Responda de acordo com o texto sobre a COP30:
(a) Quanto de financiamento climático por ano o "Mapa do Caminho de Baku a Belém" quer viabilizar?
(b) Que parte mínima dos recursos do Fundo Florestas Tropicais para Sempre deve ir para comunidades tradicionais e povos indígenas?
(c) Em que lugar de Belém fica a Zona Verde?

**TEXTO DE ORIGEM**
● ● ● ● ●

Para tentar impulsionar a resolução desse problema, foi apresentado um plano estratégico com o objetivo de viabilizar US$ 1,3 trilhão por ano de financiamento climático. Elaborado pelas presidências da COP29 e COP30, o documento batizado de "Mapa do Caminho de Baku a Belém" foi apresentado na última semana para tentar dar contornos mais concretos sobre como materializar esses recursos 

Na agenda de ação brasileira, um dos instrumentos financeiros prioritários é o Fundo Florestas Tropicais para Sempre (TFFF, na sigla em inglês). Lançado na última quinta-feira (6) durante a Cúpula do Clima, o projeto conta com aportes prometidos de mais de US$ 5,5 bilhões para financiar a manutenção e proteção das florestas tropicais presentes em cerca de 70 países. Ao menos 20% desses recursos deverão ser destinados a comunidades tradicionais e povos indígenas.  

Sociedade civil

Se o resultado das negociações da COP30 ainda são incertos, a conferência certamente será marcada por uma exuberante participação da sociedade civil brasileira e internacional. Muito além da Zona Azul (Blue Zone), onde ocorrerão os eventos oficiais e o acesso é restrito a negociadores e pessoal credenciado, uma série de atividades espalhadas por toda a cidade pretende mobilizar a atenção em torno de diversas facetas da questão climática.

O epicentro será a Zona Verde (Green Zone), a área pública da COP30, de entrada gratuita, que também fica no Parque da Cidade, em Belém.

O espaço é administrado pelo governo federal, mas sociedade civil, instituições públicas e privadas, comunidades tradicionais, juventude e demais atores não governamentais poderão se conectar, dialogar e apresentar projetos de tecnologia e inovação em soluções para a crise climática. É também um espaço de convivência e lazer gratuito par a população.

● ● ● ● ●

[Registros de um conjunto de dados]
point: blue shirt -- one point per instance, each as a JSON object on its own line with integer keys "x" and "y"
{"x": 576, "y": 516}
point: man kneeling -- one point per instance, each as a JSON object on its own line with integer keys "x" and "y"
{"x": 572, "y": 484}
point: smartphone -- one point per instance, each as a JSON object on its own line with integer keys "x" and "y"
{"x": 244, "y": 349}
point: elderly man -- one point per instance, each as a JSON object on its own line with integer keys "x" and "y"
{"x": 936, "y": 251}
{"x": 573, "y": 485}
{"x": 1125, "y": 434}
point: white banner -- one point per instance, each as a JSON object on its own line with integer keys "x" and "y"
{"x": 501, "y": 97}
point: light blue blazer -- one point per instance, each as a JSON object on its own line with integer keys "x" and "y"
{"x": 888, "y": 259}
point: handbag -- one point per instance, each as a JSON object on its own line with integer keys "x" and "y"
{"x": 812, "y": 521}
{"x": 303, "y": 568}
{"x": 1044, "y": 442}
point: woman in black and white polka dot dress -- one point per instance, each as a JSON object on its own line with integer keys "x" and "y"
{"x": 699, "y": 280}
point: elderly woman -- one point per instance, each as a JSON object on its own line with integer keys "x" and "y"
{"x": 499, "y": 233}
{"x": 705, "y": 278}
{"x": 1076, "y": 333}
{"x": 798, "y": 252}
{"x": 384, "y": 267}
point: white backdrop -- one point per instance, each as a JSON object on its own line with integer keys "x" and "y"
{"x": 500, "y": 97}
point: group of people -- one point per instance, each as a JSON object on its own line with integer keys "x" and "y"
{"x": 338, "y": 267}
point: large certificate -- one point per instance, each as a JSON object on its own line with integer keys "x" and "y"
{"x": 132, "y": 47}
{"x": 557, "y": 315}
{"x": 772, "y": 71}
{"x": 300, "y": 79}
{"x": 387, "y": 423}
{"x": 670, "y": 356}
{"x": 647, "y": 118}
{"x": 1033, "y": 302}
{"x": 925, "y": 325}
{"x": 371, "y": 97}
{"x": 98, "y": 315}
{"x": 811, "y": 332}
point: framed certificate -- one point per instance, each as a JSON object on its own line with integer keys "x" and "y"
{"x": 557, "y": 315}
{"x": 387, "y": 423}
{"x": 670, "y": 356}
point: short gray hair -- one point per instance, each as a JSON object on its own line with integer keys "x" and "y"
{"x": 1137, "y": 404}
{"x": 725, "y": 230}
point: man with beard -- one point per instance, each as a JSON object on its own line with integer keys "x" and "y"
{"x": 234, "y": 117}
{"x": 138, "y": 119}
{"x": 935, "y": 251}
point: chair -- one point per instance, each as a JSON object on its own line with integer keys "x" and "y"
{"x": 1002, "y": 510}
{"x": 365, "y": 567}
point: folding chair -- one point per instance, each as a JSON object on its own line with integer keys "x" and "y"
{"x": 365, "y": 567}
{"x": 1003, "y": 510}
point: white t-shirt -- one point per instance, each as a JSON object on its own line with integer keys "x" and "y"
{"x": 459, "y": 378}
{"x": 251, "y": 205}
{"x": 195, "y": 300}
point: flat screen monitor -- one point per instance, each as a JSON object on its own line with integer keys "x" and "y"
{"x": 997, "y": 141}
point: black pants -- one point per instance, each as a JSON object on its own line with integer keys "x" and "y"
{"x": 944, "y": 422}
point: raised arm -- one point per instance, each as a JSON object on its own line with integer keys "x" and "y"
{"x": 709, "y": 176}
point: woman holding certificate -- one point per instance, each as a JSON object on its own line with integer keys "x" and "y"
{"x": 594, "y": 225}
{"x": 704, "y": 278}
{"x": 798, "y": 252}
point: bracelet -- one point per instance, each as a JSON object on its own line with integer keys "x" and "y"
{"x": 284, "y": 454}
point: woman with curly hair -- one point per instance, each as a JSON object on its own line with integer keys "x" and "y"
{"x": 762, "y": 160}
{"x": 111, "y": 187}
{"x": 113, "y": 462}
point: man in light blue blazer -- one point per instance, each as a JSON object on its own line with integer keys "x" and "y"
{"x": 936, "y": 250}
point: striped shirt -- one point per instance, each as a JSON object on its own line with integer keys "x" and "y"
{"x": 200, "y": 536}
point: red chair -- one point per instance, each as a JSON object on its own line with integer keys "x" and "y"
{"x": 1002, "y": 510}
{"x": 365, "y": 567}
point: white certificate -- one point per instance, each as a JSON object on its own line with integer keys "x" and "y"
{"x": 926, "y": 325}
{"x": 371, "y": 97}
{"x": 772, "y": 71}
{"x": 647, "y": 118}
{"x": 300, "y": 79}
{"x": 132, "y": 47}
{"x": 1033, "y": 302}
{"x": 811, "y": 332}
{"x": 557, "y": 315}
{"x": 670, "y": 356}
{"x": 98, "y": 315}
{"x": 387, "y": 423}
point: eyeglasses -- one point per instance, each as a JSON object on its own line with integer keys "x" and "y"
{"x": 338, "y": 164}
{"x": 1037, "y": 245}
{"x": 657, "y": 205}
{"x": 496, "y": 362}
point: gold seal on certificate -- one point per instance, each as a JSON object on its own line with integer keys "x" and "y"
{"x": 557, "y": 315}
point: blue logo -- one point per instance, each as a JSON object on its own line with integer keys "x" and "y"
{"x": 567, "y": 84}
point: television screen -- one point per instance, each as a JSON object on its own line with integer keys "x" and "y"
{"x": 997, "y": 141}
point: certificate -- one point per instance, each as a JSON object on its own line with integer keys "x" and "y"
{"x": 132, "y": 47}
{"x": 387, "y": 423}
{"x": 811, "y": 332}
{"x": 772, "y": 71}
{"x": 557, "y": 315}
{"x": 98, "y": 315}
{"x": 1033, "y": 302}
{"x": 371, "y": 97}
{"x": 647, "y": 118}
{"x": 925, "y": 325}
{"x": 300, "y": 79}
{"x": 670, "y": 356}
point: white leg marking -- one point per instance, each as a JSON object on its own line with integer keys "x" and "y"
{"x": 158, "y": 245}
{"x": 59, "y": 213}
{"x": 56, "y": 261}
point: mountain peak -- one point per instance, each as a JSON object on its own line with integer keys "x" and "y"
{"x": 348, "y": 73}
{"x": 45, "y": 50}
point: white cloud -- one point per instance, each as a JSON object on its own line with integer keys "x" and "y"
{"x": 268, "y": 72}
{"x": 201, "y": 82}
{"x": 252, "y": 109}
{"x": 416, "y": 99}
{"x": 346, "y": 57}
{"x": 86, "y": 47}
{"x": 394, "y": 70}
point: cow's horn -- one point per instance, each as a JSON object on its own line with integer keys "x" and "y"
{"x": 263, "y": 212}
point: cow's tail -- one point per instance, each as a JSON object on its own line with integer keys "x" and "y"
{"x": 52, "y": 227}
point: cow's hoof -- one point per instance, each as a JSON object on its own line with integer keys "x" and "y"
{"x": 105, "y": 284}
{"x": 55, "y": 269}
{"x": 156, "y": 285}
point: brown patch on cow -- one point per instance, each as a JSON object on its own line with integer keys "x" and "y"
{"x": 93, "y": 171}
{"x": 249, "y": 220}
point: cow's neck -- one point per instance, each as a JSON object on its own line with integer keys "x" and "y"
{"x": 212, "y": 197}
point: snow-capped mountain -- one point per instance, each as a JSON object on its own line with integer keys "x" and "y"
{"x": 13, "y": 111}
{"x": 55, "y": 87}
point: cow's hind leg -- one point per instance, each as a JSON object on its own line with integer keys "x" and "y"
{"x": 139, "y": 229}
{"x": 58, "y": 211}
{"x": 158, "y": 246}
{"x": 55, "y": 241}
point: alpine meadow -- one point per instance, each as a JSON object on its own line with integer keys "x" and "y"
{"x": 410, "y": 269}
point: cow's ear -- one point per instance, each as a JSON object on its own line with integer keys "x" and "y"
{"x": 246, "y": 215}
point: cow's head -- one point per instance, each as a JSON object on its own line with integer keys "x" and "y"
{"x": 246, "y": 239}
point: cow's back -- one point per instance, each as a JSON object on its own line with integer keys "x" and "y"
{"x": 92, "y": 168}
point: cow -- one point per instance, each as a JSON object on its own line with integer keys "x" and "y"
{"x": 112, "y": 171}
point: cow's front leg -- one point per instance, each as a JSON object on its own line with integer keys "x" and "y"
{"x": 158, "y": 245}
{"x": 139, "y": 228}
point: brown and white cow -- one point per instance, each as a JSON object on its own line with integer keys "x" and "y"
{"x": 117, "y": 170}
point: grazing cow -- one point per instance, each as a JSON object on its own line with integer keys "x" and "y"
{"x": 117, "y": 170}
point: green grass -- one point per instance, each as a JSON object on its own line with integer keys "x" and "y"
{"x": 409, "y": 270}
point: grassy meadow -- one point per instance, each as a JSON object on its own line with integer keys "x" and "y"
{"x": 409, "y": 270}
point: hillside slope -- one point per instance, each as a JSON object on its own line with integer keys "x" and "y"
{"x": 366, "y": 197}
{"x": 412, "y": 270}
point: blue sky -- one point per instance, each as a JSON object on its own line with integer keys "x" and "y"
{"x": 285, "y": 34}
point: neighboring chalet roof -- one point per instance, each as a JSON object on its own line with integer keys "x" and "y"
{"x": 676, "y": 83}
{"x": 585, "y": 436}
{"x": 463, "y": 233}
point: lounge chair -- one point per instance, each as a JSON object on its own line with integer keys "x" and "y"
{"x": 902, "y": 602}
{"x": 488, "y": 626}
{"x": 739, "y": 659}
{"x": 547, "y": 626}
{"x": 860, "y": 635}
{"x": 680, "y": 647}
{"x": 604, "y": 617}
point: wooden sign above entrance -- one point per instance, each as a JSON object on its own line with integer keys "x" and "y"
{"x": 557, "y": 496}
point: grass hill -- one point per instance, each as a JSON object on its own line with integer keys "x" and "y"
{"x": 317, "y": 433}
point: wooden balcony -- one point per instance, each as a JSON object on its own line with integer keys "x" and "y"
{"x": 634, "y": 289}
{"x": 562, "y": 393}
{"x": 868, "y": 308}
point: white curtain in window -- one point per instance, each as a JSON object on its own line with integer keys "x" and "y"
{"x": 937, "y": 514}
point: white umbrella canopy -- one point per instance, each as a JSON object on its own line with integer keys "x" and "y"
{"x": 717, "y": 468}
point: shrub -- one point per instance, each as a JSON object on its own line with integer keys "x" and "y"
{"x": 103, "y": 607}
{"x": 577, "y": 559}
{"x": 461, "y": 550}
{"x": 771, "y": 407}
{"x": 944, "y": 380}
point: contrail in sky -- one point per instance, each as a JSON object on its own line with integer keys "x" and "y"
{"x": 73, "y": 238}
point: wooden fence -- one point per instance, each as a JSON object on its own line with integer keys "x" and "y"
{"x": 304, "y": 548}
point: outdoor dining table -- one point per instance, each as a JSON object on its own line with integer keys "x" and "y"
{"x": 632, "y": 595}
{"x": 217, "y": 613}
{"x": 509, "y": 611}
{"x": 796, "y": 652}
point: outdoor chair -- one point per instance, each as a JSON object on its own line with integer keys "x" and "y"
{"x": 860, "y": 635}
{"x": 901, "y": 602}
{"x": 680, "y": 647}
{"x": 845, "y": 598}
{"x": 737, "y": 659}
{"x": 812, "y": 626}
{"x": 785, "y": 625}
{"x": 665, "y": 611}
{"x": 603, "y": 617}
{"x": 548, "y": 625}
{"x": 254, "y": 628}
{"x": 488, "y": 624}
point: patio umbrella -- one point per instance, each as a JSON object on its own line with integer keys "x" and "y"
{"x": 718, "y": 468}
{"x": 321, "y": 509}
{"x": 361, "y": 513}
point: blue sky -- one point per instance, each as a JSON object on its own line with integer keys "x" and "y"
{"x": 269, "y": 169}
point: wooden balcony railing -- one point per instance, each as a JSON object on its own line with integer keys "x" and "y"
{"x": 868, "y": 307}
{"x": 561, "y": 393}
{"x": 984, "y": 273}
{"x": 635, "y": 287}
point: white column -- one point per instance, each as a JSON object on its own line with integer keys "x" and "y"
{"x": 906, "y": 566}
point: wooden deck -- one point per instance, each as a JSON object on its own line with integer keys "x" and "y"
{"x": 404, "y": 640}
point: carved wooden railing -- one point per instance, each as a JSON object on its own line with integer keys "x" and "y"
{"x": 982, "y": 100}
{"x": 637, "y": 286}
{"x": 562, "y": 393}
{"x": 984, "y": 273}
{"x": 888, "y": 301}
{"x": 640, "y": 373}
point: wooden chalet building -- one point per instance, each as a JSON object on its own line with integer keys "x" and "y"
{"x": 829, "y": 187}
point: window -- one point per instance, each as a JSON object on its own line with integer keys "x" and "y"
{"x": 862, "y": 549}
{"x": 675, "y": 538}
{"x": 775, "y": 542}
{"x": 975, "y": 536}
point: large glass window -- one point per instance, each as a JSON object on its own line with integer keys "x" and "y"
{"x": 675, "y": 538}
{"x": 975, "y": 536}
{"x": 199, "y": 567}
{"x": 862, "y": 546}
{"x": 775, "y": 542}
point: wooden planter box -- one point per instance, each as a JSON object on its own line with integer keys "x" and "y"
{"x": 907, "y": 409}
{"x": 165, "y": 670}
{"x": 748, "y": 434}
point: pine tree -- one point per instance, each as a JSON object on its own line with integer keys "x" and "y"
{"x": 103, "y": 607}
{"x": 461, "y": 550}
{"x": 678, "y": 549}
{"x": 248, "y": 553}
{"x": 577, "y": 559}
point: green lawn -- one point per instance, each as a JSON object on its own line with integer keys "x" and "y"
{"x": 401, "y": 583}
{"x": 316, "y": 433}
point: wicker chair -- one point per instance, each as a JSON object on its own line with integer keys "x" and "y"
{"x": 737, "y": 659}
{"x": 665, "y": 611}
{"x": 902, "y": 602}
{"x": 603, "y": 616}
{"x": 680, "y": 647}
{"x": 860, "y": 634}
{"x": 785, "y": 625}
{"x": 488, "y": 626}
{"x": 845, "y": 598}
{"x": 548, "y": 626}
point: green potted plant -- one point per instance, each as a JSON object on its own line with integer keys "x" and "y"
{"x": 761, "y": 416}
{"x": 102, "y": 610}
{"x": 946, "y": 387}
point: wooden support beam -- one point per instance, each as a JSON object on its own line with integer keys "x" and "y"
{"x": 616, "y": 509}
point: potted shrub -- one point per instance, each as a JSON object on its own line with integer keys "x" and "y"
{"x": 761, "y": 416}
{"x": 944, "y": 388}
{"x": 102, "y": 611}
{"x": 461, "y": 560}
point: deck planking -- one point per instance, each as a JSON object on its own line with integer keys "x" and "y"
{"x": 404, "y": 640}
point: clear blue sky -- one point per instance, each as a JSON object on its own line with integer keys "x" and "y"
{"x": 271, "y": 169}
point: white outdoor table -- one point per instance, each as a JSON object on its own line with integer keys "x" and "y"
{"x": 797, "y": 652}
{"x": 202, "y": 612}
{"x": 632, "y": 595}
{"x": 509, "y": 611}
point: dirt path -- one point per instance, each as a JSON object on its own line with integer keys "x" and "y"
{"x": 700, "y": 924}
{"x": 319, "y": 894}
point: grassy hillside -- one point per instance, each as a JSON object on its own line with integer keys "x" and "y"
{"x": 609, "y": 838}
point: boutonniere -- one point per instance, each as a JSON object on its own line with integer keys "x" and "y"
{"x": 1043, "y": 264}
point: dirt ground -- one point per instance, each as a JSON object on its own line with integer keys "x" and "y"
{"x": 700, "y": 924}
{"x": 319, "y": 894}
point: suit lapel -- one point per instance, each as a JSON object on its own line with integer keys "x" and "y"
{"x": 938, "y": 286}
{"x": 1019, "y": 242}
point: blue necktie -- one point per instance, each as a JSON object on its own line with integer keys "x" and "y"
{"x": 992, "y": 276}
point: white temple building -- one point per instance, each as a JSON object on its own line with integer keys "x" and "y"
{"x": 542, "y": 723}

● ● ● ● ●

**PROBLEMA RESOLVIDO**
(a) US$ 1,3 trilhão por ano.
(b) Ao menos 20%.
(c) No Parque da Cidade.